-- Exercise inputs follows --

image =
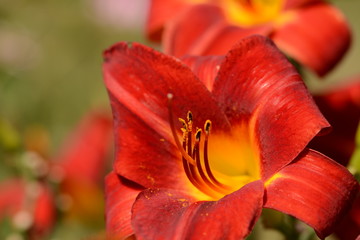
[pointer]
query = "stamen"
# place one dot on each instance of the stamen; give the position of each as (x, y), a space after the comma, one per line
(173, 131)
(190, 152)
(207, 127)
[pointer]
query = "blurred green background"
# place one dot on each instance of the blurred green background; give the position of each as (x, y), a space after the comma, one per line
(51, 57)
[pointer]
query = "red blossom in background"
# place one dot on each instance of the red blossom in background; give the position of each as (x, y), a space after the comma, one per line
(341, 107)
(312, 32)
(254, 122)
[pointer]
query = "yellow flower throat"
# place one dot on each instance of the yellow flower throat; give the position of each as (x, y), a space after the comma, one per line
(233, 165)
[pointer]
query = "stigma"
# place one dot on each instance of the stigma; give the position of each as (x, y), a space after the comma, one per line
(193, 147)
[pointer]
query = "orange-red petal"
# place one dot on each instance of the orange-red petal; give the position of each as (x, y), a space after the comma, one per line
(299, 3)
(317, 36)
(314, 189)
(341, 107)
(257, 84)
(161, 214)
(120, 196)
(138, 81)
(205, 68)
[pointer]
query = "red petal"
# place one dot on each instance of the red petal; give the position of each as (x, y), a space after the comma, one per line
(299, 3)
(160, 214)
(138, 80)
(314, 189)
(205, 68)
(203, 30)
(341, 107)
(160, 13)
(256, 84)
(318, 37)
(349, 227)
(120, 196)
(192, 30)
(85, 153)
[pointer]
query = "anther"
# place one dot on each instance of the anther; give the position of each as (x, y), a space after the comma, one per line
(198, 135)
(189, 116)
(173, 131)
(207, 127)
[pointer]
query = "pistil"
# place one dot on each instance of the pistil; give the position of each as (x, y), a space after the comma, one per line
(190, 149)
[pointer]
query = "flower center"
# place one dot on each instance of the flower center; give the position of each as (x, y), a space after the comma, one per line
(233, 163)
(252, 12)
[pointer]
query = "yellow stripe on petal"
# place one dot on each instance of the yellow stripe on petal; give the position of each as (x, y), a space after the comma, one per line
(273, 178)
(248, 13)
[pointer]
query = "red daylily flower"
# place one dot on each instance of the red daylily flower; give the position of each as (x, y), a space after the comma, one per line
(349, 227)
(312, 32)
(30, 205)
(240, 145)
(341, 107)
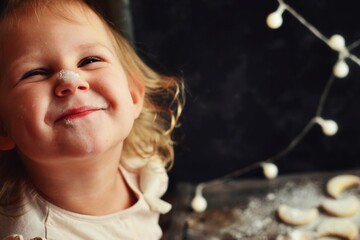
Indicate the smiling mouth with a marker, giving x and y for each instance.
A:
(76, 113)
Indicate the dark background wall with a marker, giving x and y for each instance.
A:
(251, 89)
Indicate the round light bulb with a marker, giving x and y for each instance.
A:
(329, 127)
(274, 20)
(341, 69)
(270, 170)
(199, 203)
(337, 42)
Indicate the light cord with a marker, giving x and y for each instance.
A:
(329, 127)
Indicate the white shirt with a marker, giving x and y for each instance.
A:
(45, 220)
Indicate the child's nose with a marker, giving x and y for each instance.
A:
(69, 82)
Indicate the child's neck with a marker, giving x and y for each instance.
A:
(93, 188)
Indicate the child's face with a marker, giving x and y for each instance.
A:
(45, 118)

-- Exercise inputs concluded --

What this task involves = Where does the word "light" occur in the records? Return every line that holds it.

Your response =
Indicate the round light bulb with a marker, giving x and y for each instance.
Indicate the light cord with a marker, giving x and y for each instance.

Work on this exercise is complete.